/---

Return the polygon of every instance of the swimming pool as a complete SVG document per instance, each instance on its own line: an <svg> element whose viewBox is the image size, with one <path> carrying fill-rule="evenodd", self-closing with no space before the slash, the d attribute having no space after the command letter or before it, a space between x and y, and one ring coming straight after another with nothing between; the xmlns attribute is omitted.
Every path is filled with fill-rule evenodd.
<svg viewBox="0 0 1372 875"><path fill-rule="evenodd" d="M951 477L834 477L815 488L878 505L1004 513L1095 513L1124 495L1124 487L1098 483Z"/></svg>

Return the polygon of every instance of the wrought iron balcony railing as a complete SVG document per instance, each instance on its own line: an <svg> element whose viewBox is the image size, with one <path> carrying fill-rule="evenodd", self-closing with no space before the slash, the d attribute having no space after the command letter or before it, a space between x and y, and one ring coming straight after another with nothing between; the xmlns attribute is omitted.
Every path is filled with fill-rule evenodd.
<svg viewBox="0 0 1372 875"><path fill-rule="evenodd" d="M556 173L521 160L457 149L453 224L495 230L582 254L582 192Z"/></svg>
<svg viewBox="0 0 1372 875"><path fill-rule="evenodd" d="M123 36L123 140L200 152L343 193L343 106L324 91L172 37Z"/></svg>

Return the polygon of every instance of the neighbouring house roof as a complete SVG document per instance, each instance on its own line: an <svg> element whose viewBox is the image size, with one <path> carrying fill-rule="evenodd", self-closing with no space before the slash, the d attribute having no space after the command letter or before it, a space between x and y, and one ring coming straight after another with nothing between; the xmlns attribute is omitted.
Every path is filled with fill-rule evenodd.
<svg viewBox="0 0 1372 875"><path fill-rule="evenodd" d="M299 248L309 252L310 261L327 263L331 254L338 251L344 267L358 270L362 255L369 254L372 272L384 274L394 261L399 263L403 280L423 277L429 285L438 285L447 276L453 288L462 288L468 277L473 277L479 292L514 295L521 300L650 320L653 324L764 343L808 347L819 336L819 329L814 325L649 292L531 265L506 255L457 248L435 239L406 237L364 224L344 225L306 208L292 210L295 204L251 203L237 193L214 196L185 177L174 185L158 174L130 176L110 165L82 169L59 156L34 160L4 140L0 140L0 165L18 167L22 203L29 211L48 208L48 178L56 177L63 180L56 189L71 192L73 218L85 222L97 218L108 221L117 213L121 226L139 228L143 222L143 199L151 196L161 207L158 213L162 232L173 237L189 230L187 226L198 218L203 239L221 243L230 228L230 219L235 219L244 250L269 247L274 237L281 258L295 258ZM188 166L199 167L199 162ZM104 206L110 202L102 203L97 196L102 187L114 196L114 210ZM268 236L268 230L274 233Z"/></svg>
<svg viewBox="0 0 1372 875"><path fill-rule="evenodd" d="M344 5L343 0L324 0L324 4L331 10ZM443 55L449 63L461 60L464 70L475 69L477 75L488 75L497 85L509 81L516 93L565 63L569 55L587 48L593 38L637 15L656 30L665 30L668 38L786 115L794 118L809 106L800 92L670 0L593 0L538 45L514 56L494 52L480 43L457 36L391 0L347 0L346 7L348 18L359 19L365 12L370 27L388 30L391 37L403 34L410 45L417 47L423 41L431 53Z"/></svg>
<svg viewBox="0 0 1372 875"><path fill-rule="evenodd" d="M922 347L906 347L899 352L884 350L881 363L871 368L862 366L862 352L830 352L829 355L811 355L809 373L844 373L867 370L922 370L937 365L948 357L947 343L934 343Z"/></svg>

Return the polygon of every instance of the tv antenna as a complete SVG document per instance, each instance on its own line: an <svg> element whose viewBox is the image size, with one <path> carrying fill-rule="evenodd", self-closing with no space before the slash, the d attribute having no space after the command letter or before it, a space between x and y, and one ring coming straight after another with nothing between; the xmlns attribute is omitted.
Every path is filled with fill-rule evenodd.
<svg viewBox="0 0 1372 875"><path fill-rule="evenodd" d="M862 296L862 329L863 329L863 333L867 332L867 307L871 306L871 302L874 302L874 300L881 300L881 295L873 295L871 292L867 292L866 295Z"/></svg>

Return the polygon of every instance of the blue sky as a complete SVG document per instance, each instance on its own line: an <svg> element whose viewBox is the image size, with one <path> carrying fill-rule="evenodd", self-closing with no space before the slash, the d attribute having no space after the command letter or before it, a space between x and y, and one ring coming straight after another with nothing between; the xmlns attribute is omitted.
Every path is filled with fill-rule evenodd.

\---

What this task involves: Put the listing above into a JSON array of strings, one string per line, with blank lines left out.

Answer to the problem:
[
  "Return the polygon of every instance of the swimming pool as a complete SVG document per instance, each instance on its own line: an <svg> element whose viewBox is the image size, with one <path> carrying fill-rule=\"evenodd\", self-closing with no space before the slash, the d attribute having no space after the command letter or before it, a space between x and y, and one ring coming straight after another with nothing between; the xmlns attribute is omitted.",
  "Every path is filled with fill-rule evenodd.",
  "<svg viewBox=\"0 0 1372 875\"><path fill-rule=\"evenodd\" d=\"M951 477L834 477L815 488L878 505L1004 513L1095 513L1124 495L1124 487L1098 483Z\"/></svg>",
  "Return the polygon of every instance of the wrought iron balcony railing as a complete SVG document per instance, each instance on its own line: an <svg> element whose viewBox is the image size, with one <path> carrying fill-rule=\"evenodd\", self-closing with no space before the slash, the d attribute having no space after the command letter or before it, a space between x and y, and one ring coming straight after another with nothing between; the xmlns attribute is omitted.",
  "Every path is filled with fill-rule evenodd.",
  "<svg viewBox=\"0 0 1372 875\"><path fill-rule=\"evenodd\" d=\"M556 173L521 160L457 149L453 224L495 230L582 254L582 192Z\"/></svg>",
  "<svg viewBox=\"0 0 1372 875\"><path fill-rule=\"evenodd\" d=\"M123 36L123 140L200 152L343 193L343 106L324 91L172 37Z\"/></svg>",
  "Return the polygon of every instance of the neighbouring house roof as a complete SVG document per instance, each instance on its own line: an <svg> element whose viewBox is the image size, with one <path> carrying fill-rule=\"evenodd\", self-closing with no space before the slash, the d attribute having no space after the command letter or before it, a space between x and y, and one ring coming straight after another with nothing between; the xmlns attribute is omitted.",
  "Every path is filled with fill-rule evenodd.",
  "<svg viewBox=\"0 0 1372 875\"><path fill-rule=\"evenodd\" d=\"M299 248L309 252L310 261L327 263L331 254L338 251L344 267L358 270L362 255L369 254L372 272L384 274L394 261L399 263L403 280L423 277L429 285L438 285L447 276L453 288L462 288L468 277L473 277L479 292L514 295L521 300L650 320L653 324L764 343L808 347L819 336L819 329L814 325L649 292L531 265L506 255L457 248L435 239L406 237L364 224L344 225L306 208L292 210L295 204L251 203L237 193L214 196L185 177L174 185L158 174L130 176L110 165L82 169L59 156L34 160L4 140L0 140L0 165L18 167L22 203L29 211L48 208L48 178L56 177L63 180L56 189L71 192L73 218L85 222L97 218L108 221L117 213L121 226L139 228L143 222L143 199L151 196L161 207L158 213L162 232L173 237L189 230L187 226L198 218L203 239L221 243L230 228L230 219L235 219L244 250L269 247L274 237L281 258L295 258ZM188 166L199 167L199 162ZM104 206L110 202L102 203L97 196L102 187L114 196L114 210ZM268 236L268 230L274 233Z\"/></svg>",
  "<svg viewBox=\"0 0 1372 875\"><path fill-rule=\"evenodd\" d=\"M344 5L343 0L324 0L324 4L331 10ZM443 55L449 63L461 60L464 70L475 69L477 75L488 75L497 85L509 81L516 93L565 63L569 55L587 48L593 38L637 15L656 30L665 30L668 38L786 115L794 118L809 106L800 92L670 0L593 0L538 45L514 56L494 52L480 43L457 36L391 0L347 0L346 7L348 18L359 19L365 12L370 27L388 30L391 37L403 34L410 45L417 47L423 41L431 53Z\"/></svg>",
  "<svg viewBox=\"0 0 1372 875\"><path fill-rule=\"evenodd\" d=\"M922 347L906 347L899 352L884 350L881 363L871 368L862 366L862 352L830 352L829 355L811 355L809 373L844 373L867 370L922 370L937 365L948 357L947 343L934 343Z\"/></svg>",
  "Return the polygon of every instance of the tv antenna as a complete SVG document per instance, each instance on its own line: an <svg> element whose viewBox is the image size, with one <path> carrying fill-rule=\"evenodd\", self-closing with no space before the slash, the d attribute having no space after the command letter or before it, a space between x and y, and one ring coming straight after another with nothing between; the xmlns attribute is omitted.",
  "Every path is filled with fill-rule evenodd.",
  "<svg viewBox=\"0 0 1372 875\"><path fill-rule=\"evenodd\" d=\"M862 296L862 329L863 329L863 333L867 332L867 307L871 306L871 302L874 302L874 300L881 300L881 295L873 295L871 292L867 292L866 295Z\"/></svg>",
  "Return the polygon of every instance of the blue sky as a complete SVG document per instance, each instance on its own line: an <svg> element whose viewBox is the image size, with one <path> carrying fill-rule=\"evenodd\", self-closing with no space before the slash, the d attribute having no space after the command letter or before it, a space between x and y, and one ring coming straight after another with nothing between; the xmlns attribute is omitted.",
  "Every path is filled with fill-rule evenodd."
]